■ TEXT PASSAGE:
○ ○ ○ ○ ○ ○ ○
What are meanings of a smile?




ngoc


In my country, Vietnam, people say a smile means happiness, disgust, sadness,anger,confusion,disbelief,apology,shyness, cunning,mock,sympathy,disappointment. They also point out that people smile when they feel uncomfortable, especially in front of a person they don't like, when they have to answer an embarrassing question...

What about the people in the US? Or in Japan?
Do have the same smile as the Vietnamese?



Answer
I suppose the people in the US smile when they are feeling some of those things.

But it is certainly not how we generally interpret or think of a smile, nor the main reason we would let smiles light up our faces.

We consider a "genuine" or "sincere" smile to be a sign of happiness or pleasure.

It might be possible to see
> a "tremulous smile" -- where the impulse to weep is also present
> a self-conscious smirk due to embarrassment
> a kind of "smile" that indicates comical disbelief, a laughing "Whaaa...???"
> a lips-drawn back kind of facial expression of anger (maybe more "showing the teeth" than "smiling")
> a mocking and insincere smile

People may use a smile to "cover up" the presence of some feeling that they don't want to share. But this is recognized as a deliberate falsification of an emotional display.

For example, if your favorite sister gives you a birthday gift that disappoints you, you may force a smile and pretend to be happy -- so as not to hurt her feelings. The goal is to mislead her with your smile into thinking you are happy. The smile does not "indicate" disappointment -- it "hides" it.

But if there were no reason to hide that you are disappointed, you would look "disappointed" (sad with a little pouting), but you would not smile.
○ ○ ○ ○ ○ ○ ○
■ EXTRACTED INFORMATION:

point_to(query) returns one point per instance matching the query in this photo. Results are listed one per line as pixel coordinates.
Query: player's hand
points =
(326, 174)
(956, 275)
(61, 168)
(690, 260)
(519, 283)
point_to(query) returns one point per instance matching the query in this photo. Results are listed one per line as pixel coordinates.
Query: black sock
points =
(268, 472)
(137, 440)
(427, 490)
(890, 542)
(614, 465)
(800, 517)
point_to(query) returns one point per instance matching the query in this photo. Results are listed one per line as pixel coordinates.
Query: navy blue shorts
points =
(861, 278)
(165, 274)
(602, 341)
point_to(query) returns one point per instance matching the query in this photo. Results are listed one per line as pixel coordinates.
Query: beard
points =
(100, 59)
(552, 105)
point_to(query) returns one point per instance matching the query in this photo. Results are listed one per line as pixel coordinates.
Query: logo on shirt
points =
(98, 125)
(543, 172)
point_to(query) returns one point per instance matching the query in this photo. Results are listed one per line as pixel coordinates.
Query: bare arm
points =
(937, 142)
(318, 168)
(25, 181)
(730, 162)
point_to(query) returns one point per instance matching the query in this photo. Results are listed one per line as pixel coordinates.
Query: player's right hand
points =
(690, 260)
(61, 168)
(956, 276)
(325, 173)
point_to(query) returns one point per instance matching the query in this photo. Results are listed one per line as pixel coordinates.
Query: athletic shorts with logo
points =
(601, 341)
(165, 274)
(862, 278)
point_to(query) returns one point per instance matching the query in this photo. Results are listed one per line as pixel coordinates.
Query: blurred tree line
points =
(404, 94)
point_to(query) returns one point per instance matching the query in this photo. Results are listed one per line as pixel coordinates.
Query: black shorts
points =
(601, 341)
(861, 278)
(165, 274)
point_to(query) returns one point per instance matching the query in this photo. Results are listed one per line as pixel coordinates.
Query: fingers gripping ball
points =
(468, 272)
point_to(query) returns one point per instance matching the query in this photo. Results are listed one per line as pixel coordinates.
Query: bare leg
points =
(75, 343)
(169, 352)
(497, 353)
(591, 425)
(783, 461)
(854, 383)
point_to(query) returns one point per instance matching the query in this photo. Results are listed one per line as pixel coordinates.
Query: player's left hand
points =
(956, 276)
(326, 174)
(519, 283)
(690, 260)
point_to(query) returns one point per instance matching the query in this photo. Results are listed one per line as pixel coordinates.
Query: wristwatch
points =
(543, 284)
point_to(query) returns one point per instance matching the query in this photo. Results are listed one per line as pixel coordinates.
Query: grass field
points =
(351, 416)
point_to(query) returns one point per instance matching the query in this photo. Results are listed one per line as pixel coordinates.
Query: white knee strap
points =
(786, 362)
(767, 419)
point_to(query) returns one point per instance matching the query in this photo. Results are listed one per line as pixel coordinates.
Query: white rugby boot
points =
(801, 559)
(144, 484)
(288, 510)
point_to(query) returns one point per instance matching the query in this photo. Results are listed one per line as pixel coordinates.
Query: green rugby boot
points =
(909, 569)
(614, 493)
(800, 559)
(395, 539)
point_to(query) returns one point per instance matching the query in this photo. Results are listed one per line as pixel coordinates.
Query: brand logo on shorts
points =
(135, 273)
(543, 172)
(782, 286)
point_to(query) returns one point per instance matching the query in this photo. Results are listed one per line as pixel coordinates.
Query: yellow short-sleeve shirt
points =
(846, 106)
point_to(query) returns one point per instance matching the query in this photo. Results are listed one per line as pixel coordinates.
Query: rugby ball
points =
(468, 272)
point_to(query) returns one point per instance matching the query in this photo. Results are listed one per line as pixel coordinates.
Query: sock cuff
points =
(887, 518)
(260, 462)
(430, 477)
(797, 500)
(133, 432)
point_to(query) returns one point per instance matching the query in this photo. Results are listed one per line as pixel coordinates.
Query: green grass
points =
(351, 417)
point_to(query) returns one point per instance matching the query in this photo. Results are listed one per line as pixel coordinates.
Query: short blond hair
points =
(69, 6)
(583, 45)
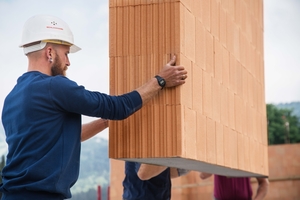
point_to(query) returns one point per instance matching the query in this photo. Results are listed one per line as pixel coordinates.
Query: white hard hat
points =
(40, 29)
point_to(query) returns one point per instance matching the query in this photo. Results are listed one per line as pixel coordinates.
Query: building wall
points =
(284, 168)
(212, 121)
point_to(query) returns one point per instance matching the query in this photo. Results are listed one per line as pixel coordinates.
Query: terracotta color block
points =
(200, 50)
(218, 64)
(161, 33)
(225, 4)
(215, 19)
(113, 32)
(187, 88)
(247, 149)
(197, 89)
(231, 108)
(201, 137)
(227, 147)
(245, 84)
(219, 144)
(207, 94)
(236, 42)
(229, 33)
(224, 106)
(190, 31)
(239, 79)
(243, 16)
(242, 48)
(250, 89)
(119, 25)
(216, 98)
(168, 29)
(241, 151)
(176, 24)
(190, 133)
(231, 8)
(137, 28)
(203, 124)
(223, 27)
(244, 118)
(225, 69)
(238, 108)
(233, 153)
(232, 73)
(211, 141)
(209, 53)
(197, 11)
(237, 14)
(206, 10)
(182, 29)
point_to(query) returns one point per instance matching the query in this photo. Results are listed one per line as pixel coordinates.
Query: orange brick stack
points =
(216, 122)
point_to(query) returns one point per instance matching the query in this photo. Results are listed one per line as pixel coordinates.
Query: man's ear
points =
(49, 51)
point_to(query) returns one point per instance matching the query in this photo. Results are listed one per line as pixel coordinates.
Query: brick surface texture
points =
(217, 120)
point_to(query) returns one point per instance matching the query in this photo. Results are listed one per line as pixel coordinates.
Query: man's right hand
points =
(173, 75)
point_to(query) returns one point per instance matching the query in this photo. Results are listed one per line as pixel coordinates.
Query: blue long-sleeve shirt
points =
(42, 121)
(156, 188)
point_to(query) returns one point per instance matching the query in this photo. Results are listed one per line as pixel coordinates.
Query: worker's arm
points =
(176, 172)
(147, 171)
(263, 185)
(204, 175)
(173, 75)
(90, 129)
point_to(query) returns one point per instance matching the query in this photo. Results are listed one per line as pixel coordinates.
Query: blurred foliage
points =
(283, 125)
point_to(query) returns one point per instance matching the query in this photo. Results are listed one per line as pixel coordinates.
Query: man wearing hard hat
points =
(42, 114)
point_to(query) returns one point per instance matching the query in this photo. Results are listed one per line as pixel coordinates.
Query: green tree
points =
(2, 164)
(283, 126)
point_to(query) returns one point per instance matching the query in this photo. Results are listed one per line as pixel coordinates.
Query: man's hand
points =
(173, 75)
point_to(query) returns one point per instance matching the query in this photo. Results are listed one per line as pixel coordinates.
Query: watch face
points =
(162, 82)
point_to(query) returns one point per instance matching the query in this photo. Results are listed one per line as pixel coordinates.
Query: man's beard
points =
(57, 68)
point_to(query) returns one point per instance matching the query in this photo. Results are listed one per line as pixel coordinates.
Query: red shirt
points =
(226, 188)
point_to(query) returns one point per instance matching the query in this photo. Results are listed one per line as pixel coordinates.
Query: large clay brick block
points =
(216, 122)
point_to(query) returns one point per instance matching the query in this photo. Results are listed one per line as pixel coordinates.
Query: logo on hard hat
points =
(53, 27)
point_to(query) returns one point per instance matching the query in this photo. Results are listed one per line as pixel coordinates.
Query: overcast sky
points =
(88, 21)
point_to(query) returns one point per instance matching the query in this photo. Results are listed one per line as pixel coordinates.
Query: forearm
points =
(262, 189)
(90, 129)
(173, 76)
(204, 175)
(148, 90)
(147, 171)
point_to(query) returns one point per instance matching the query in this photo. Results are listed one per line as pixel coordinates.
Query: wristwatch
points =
(161, 81)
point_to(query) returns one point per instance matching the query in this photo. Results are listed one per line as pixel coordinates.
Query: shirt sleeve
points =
(69, 97)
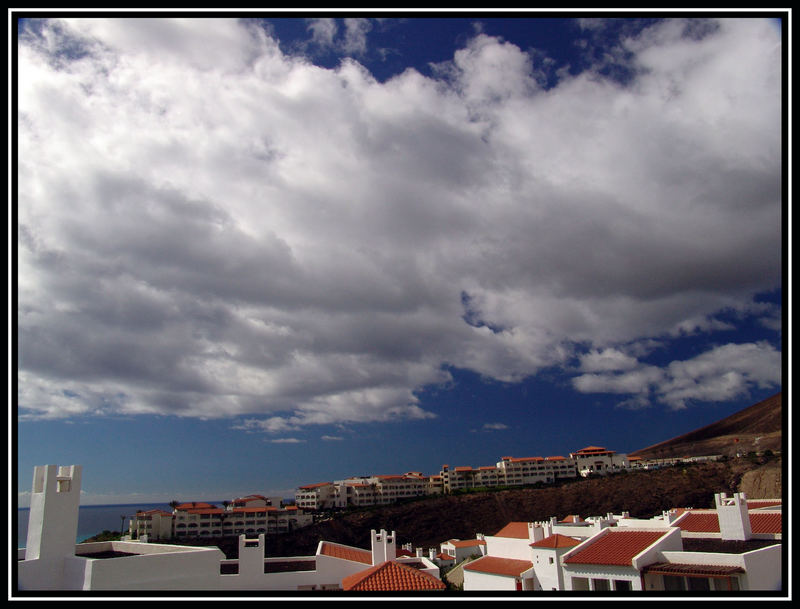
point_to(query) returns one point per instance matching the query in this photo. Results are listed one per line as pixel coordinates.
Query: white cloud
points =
(494, 426)
(719, 374)
(291, 245)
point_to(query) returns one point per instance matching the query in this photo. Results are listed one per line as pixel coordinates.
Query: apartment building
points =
(509, 471)
(53, 561)
(599, 461)
(251, 515)
(365, 491)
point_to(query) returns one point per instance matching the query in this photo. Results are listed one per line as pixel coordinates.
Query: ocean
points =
(93, 519)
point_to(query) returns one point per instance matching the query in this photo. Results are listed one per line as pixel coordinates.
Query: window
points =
(698, 583)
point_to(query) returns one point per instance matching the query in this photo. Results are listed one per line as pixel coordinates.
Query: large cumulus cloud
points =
(210, 227)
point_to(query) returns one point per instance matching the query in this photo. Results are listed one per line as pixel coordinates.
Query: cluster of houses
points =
(509, 471)
(734, 547)
(250, 515)
(257, 514)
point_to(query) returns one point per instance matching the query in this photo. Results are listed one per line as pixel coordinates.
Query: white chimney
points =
(734, 519)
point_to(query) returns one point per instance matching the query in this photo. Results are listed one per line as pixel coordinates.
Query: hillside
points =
(756, 428)
(427, 522)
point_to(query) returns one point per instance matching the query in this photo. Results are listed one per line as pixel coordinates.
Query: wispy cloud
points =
(494, 426)
(719, 374)
(288, 245)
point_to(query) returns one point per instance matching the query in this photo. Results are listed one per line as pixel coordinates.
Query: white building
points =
(52, 560)
(599, 460)
(363, 491)
(729, 548)
(250, 515)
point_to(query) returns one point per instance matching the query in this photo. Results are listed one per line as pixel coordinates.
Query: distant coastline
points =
(92, 519)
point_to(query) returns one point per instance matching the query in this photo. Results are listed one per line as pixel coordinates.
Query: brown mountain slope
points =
(756, 428)
(428, 522)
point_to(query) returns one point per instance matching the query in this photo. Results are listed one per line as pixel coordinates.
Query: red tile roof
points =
(573, 518)
(708, 522)
(336, 550)
(317, 485)
(516, 530)
(153, 512)
(664, 568)
(499, 566)
(556, 541)
(193, 504)
(457, 543)
(391, 576)
(255, 510)
(766, 522)
(753, 504)
(211, 510)
(615, 547)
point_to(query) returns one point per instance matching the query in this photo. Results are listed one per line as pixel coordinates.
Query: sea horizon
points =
(93, 519)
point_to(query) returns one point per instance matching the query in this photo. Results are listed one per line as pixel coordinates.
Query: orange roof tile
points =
(615, 547)
(316, 485)
(708, 522)
(574, 518)
(698, 522)
(211, 510)
(556, 541)
(766, 522)
(456, 543)
(499, 566)
(516, 530)
(336, 550)
(193, 504)
(753, 504)
(391, 576)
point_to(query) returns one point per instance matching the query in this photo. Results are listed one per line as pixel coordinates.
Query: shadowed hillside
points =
(428, 521)
(756, 428)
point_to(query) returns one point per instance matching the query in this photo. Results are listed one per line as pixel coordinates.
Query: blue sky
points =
(264, 252)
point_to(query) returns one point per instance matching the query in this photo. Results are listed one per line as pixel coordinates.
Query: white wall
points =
(763, 569)
(508, 547)
(474, 580)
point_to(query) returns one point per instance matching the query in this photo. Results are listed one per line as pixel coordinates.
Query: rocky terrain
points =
(756, 428)
(429, 521)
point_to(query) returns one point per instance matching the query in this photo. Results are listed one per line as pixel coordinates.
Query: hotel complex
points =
(510, 471)
(737, 546)
(251, 515)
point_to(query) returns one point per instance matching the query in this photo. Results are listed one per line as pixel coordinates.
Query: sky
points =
(260, 251)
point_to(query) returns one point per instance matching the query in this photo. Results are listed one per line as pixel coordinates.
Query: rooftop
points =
(515, 530)
(336, 550)
(499, 566)
(706, 521)
(556, 541)
(391, 576)
(615, 547)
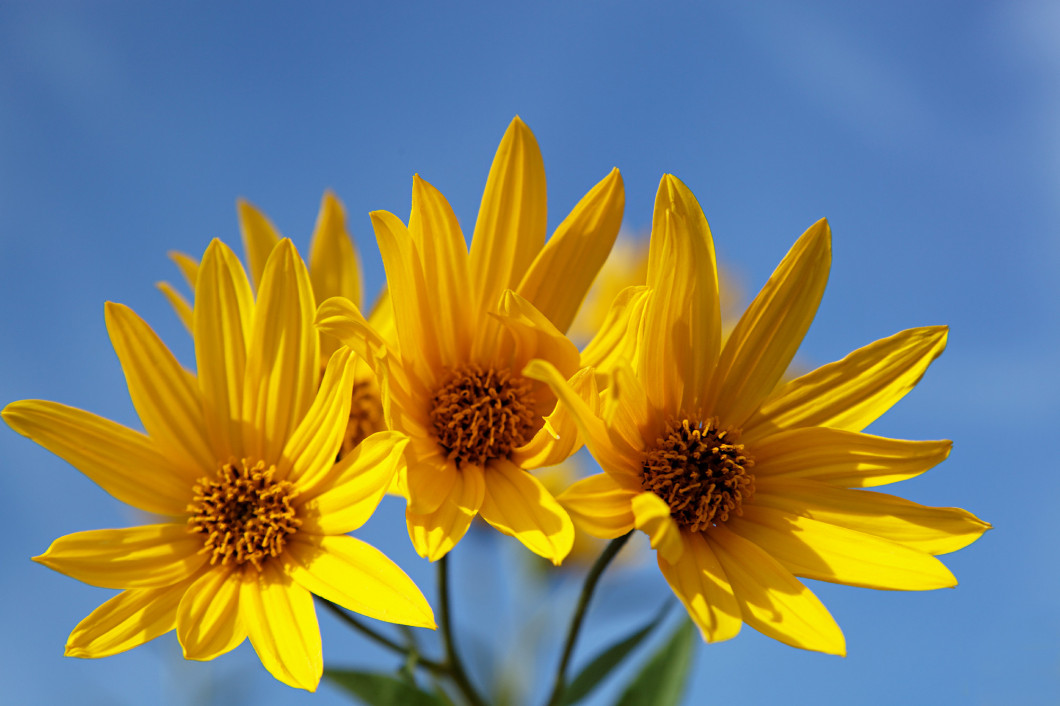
○ ○ ○ ○ ○ ○ ○
■ WORK TO DO:
**1)** Repeat, word for word, the part of the passage about smiles that opens with the words containing "What are meanings" and closes with "an embarrassing question...".
**2)** In the passage about smiles, what is a "genuine" or "sincere" smile considered a sign of?
**3)** Decide whether each statement agrees with the passage about smiles. Answer yes or no for each, and quote the words from the passage that decide it.
(a) In Vietnam, people say that someone may smile when they have to answer an embarrassing question.
(b) A smile forced in response to a disappointing gift indicates disappointment.
(c) Using a smile to cover up a feeling is recognized as a deliberate falsification of an emotional display.

■ EXPECTED OUTPUTS:
**1)**
What are meanings of a smile?




ngoc


In my country, Vietnam, people say a smile means happiness, disgust, sadness,anger,confusion,disbelief,apology,shyness, cunning,mock,sympathy,disappointment. They also point out that people smile when they feel uncomfortable, especially in front of a person they don't like, when they have to answer an embarrassing question...

**2)** Happiness or pleasure.

**3)**
(a) Yes: "when they have to answer an embarrassing question"
(b) No: "The smile does not "indicate" disappointment -- it "hides" it."
(c) Yes: "this is recognized as a deliberate falsification of an emotional display"